Supplied passage>
## begin

Thanks Arms for the official spiel about caring for the Quantum Quartz. 
Phrases like "non porous" and "stain resistant" do not describe the product that I have in my kitchen and  I'm not convinced that a sealer is not required either.  We've had the bench top for 6 weeks and in that time fruit juice spills have twice left faint stains that I'm not keen on polishing out with a scouring pad as advised. 
This is not an easy care surface for a bench top and even the most dedicated at cleaning up after spills will be immune from the dreaded stain. 
Tip : regularly check under the insulating pads that are required because the surface is only heat resistant rather than heat proof  :Smilie:

----------


## arms

> Thanks Arms for the official spiel about caring for the Quantum Quartz. 
> Phrases like "non porous" and "stain resistant" do not describe the product that I have in my kitchen and I'm not convinced that a sealer is not required either. We've had the bench top for 6 weeks and in that time fruit juice spills have twice left faint stains that I'm not keen on polishing out with a scouring pad as advised. 
> This is not an easy care surface for a bench top and even the most dedicated at cleaning up after spills will be immune from the dreaded stain.

## end

Supplied data>
## begin

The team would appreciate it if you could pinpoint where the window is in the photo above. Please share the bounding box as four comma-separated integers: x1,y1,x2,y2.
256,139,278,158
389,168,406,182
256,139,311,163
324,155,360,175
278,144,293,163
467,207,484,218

## end

Short task 1> Decide whether each statement agrees with the Quantum Quartz forum thread, answering yes or no and quoting the deciding words: (a) The bench top has been in the kitchen for six weeks. (b) Fruit juice spills have left a stain only once. (c) The surface is heat proof.
Short task 2> According to the Quantum Quartz forum thread, what was the advised tool for polishing out stains?
Short task 3> Write the next part of the Quantum Quartz forum thread, picking up after its final quoted sentence.

Final answer 1>
(a) Yes: "We've had the bench top for 6 weeks"
(b) No: "fruit juice spills have twice left faint stains"
(c) No: "the surface is only heat resistant rather than heat proof"

Final answer 2> A scouring pad.

Final answer 3>
> Tip : regularly check under the insulating pads that are required because the surface is only heat resistant rather than heat proof

  needles to say a unhappy customer ,sorry about that, but i never had much faith in the man made substances give me good old mother rock any day of the week

----------


## PDub

I spoke with several stone masons regarding sealing marble benchtops - many times worse for staining than the reconstituted stones - and the 2 who seemed to have a clue swore by a company called dry-treat (drytreat.com.au). I don't know whether it's normally a diy sort of thing but the bloke who supplied my benches was kind enough to provide me with some of the sealer in a bottle. I can't see why it wouldn't help with the man made stone as well. 
There's a where to buy section on their website but in my area there's definatley more companies who use it than appear in the list as dealers so might be worth calling some stone places. 
Now I just have to cross my fingers that it works as well as they say because the boss insisted on having mable and I'm a very messy cooker!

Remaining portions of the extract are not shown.